**TAREFA SOLICITADA A**
Atualize todos os registros abaixo, trocando "columned portico" por "arched portico" e deixando o resto intacto. Omita as imagens na sua resposta.

**TEXTO FORNECIDO**
⁂
A escolha é minha sim, rotineira e persistente, em pensar, sentir e agir, na mesma direção, como bem diz uma grande amiga do mar. Porém o resultado, ah, é enlouquecedor e ansiolítico demais pensar que a vida cabe toda num planejamento ponto a ponto. E de loucura e ansiedade já tive minha cota antes de renascer. Não se passam 21 dias envolvida em rituais profundos e verdadeiramente mágicos pra voltar sem feridas fechadas, apesar daquilo que nos é aberto e ofertado, com a pele pronta para receber o que vem de novo por aqui.
⁂
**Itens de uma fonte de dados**
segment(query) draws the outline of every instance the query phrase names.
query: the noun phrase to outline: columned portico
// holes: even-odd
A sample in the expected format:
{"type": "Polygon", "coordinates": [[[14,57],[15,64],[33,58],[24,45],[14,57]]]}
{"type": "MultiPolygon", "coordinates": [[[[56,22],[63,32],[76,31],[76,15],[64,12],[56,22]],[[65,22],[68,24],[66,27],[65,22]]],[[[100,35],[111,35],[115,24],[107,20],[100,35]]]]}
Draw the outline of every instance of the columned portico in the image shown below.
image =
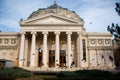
⁂
**TAREFA SOLICITADA B**
Responda às perguntas a seguir com base no texto fornecido.
(i) Quem diz que se deve pensar, sentir e agir na mesma direção?
(ii) Por quantos dias houve envolvimento em rituais?
(iii) Para que a pele fica pronta?

**RESPOSTA DA TAREFA A**
segment(query) draws the outline of every instance the query phrase names.
query: the noun phrase to outline: arched portico
// holes: even-odd
A sample in the expected format:
{"type": "Polygon", "coordinates": [[[14,57],[15,64],[33,58],[24,45],[14,57]]]}
{"type": "MultiPolygon", "coordinates": [[[[56,22],[63,32],[76,31],[76,15],[64,12],[56,22]],[[65,22],[68,24],[66,27],[65,22]]],[[[100,35],[111,35],[115,24],[107,20],[100,35]]]]}
Draw the outline of every instance of the arched portico in the image shown below.
image =

**RESPOSTA DA TAREFA B**
(i) Uma grande amiga do mar.
(ii) 21 dias.
(iii) Para receber o que vem de novo por aqui.